### Exercise
Update the items by changing each "Signal-phase audit" to "Landmark check", keeping everything else the same. Leave the pictures out of your answer.

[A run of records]
-- Start --

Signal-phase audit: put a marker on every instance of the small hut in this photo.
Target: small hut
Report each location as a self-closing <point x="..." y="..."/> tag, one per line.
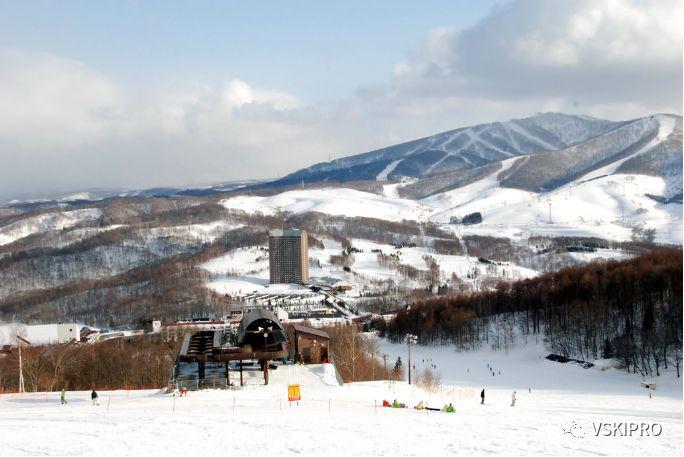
<point x="308" y="345"/>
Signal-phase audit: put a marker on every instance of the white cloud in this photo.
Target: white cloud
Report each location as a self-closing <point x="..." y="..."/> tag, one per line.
<point x="66" y="126"/>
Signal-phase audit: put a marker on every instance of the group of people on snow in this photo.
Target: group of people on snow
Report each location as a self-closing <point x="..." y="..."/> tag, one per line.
<point x="93" y="397"/>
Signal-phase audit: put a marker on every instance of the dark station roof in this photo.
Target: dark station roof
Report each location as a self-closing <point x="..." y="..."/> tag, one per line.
<point x="310" y="331"/>
<point x="255" y="318"/>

-- End --

### Solution for this exercise
Landmark check: put a marker on every instance of the small hut in this photo.
Target: small hut
Report each location as a self-closing <point x="..." y="..."/> tag, one per line.
<point x="308" y="345"/>
Landmark check: put a marker on every instance of the white cloud in this photo.
Target: white cloud
Report each location as a self-closing <point x="..." y="..."/> tag, one per line.
<point x="66" y="126"/>
Landmark check: put a marker on every instance of the group of people on snow in this photo.
Target: group of people on snow
Report each location as a self-closing <point x="..." y="..."/> tag, one per line.
<point x="93" y="397"/>
Landmark check: put a marker on every instance of the dark station roof in this photo.
Target: dark station roof
Report each location as a self-closing <point x="..." y="..."/> tag, one per line.
<point x="310" y="331"/>
<point x="255" y="318"/>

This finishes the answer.